#### [GOAL]
Starting at the line in the data that contains "Each instance receives one keypoint. Mark the human" and ending with the line that contains "(1129, 774)", rewrite those lines with "pipe" in place of "cigar" and everything else left as it is.

#### [RECORDS FOR THE EXERCISE]
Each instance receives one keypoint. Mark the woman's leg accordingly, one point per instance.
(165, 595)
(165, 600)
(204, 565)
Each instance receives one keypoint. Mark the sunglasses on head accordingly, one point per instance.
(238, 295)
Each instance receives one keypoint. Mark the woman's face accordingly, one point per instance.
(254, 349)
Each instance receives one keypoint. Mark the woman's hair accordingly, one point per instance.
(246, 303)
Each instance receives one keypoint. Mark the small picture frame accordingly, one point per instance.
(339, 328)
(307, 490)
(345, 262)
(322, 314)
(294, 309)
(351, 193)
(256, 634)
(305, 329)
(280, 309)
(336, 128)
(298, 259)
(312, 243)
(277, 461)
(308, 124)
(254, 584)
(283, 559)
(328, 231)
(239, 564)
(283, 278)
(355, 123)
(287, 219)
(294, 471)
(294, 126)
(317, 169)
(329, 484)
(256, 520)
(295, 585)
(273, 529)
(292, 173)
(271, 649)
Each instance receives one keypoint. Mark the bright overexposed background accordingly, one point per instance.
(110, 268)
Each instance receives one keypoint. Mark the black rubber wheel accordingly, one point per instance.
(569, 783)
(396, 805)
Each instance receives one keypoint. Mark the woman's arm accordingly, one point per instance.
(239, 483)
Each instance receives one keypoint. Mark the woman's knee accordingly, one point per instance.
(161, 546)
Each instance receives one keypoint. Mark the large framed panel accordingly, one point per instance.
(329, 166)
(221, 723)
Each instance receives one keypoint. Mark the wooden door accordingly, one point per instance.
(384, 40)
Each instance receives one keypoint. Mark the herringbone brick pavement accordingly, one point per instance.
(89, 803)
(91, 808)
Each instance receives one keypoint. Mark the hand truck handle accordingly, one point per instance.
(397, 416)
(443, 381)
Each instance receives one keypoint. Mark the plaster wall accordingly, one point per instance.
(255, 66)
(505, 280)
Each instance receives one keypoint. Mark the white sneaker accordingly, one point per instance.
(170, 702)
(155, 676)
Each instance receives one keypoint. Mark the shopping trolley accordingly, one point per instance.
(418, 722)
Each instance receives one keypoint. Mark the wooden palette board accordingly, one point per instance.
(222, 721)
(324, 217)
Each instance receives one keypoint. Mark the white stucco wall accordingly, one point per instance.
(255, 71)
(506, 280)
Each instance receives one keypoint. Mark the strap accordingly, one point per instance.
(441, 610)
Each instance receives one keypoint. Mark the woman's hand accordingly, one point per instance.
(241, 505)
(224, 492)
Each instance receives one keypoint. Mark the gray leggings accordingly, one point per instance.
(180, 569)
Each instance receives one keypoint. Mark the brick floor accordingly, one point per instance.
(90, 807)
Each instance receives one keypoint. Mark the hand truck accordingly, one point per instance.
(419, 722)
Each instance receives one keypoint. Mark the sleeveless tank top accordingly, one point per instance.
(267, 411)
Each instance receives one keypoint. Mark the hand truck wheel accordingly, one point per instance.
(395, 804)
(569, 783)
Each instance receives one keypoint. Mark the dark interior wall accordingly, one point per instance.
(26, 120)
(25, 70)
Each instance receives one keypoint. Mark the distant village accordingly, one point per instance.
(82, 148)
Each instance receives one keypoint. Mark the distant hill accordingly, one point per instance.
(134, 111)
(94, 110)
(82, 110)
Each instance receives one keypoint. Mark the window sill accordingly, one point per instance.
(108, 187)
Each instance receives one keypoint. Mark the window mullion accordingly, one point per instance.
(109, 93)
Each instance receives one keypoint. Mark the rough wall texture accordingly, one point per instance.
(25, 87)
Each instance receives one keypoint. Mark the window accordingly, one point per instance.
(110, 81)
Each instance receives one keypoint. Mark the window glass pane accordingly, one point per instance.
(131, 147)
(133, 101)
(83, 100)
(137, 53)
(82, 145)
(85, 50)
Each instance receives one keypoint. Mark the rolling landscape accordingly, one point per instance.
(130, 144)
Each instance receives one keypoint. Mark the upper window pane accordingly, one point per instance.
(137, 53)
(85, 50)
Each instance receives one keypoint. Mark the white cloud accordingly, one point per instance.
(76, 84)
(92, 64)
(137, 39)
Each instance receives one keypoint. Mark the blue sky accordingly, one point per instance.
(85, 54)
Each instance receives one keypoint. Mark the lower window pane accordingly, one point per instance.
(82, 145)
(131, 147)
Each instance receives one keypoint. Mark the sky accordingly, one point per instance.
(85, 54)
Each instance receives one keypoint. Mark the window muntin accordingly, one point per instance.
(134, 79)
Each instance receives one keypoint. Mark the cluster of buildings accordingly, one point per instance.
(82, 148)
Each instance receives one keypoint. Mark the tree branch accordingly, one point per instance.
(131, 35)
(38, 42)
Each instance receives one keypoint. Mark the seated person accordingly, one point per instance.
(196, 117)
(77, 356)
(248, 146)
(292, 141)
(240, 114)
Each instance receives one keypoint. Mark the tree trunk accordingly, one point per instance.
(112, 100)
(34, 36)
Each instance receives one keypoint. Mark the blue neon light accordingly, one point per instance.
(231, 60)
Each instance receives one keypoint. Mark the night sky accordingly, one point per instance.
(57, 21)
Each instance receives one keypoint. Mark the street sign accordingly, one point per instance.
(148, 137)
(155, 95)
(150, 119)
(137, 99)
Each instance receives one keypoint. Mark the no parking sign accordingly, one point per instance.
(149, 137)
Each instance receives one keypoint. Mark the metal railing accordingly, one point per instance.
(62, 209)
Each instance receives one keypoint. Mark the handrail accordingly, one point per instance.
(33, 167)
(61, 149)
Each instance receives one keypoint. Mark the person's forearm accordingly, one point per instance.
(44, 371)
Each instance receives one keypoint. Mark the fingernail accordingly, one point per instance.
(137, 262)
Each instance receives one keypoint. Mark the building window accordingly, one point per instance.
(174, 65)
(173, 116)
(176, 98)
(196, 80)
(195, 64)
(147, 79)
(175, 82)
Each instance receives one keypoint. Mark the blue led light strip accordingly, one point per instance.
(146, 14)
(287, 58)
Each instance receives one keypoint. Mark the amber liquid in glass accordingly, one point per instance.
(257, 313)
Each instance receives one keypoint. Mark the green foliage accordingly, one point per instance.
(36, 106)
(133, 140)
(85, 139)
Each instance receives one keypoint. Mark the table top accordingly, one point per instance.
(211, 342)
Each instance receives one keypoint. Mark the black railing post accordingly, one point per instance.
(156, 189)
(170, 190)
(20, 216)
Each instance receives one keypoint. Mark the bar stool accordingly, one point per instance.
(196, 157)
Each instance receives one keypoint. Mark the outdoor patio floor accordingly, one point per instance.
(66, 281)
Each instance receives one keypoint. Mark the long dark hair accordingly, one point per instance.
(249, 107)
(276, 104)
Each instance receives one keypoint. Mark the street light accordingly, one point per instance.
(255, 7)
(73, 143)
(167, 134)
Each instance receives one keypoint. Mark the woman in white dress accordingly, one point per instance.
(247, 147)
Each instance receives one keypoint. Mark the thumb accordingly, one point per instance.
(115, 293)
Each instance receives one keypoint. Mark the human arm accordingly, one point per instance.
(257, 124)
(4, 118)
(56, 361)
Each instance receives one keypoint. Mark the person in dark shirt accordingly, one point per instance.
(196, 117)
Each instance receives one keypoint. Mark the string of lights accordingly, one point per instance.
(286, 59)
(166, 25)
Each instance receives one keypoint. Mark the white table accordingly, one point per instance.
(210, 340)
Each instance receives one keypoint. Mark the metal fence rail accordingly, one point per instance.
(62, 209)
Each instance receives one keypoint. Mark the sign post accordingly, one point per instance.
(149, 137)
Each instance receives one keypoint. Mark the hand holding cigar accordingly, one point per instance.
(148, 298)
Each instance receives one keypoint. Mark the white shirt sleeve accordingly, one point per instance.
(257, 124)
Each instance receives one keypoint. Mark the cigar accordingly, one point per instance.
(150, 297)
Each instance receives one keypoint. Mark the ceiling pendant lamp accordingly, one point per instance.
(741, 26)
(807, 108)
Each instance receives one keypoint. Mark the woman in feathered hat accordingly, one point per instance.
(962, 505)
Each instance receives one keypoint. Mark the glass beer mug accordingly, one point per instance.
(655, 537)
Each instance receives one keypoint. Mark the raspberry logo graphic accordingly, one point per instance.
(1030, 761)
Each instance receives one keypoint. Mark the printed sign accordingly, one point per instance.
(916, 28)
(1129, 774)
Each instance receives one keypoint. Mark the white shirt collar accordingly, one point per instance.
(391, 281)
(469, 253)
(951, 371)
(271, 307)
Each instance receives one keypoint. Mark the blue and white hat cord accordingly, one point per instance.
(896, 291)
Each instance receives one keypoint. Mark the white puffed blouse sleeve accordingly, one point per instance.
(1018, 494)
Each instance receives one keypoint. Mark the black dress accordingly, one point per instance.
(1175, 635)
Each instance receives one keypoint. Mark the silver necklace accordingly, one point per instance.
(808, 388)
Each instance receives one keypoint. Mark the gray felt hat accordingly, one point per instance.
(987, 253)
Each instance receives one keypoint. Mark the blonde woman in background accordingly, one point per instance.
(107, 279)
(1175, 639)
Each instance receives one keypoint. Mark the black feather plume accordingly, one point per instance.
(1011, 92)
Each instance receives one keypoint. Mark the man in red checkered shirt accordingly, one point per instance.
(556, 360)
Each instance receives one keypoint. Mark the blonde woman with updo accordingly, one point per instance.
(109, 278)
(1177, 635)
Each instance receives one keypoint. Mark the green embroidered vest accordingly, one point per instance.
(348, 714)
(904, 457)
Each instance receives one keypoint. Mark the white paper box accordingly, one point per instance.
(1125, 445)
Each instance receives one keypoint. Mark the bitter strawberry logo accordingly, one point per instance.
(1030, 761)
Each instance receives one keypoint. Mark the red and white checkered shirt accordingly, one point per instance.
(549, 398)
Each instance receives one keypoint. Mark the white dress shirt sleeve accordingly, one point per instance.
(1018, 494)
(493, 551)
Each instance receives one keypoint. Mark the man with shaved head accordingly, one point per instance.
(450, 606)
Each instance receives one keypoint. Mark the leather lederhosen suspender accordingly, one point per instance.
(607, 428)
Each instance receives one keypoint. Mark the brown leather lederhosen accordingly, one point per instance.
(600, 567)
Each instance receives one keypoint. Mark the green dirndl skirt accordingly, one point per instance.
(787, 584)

#### [SOLUTION TO THE EXERCISE]
Each instance receives one keypoint. Mark the human arm accordingly, one point per instance.
(257, 124)
(4, 118)
(56, 361)
Each instance receives one keypoint. Mark the person in dark shirt accordingly, one point per instance.
(196, 117)
Each instance receives one keypoint. Mark the string of lights accordingly, one point per instance.
(286, 59)
(166, 25)
Each instance receives one keypoint. Mark the white table accordingly, one point per instance.
(210, 340)
Each instance receives one keypoint. Mark the metal fence rail accordingly, one point per instance.
(62, 209)
Each instance receives one keypoint. Mark the sign post accordingly, one point per instance.
(149, 137)
Each instance receives one keypoint. Mark the hand holding pipe accordingly, one point per instance.
(148, 298)
Each instance receives one keypoint. Mark the white shirt sleeve accordingly, one point per instance.
(257, 124)
Each instance receives one keypoint. Mark the pipe accordingly, one point per instance.
(150, 297)
Each instance receives one keypoint. Mark the ceiling pendant lamp accordingly, one point per instance.
(741, 26)
(807, 108)
Each instance receives one keypoint. Mark the woman in feathered hat accordingly, one point per instance.
(962, 505)
Each instance receives one keypoint. Mark the glass beer mug accordingly, one point per instance.
(655, 537)
Each instance receives one keypoint. Mark the raspberry logo graphic accordingly, one point per instance.
(1030, 761)
Each instance receives one keypoint. Mark the printed sign accordingly, one point per instance.
(916, 28)
(1129, 774)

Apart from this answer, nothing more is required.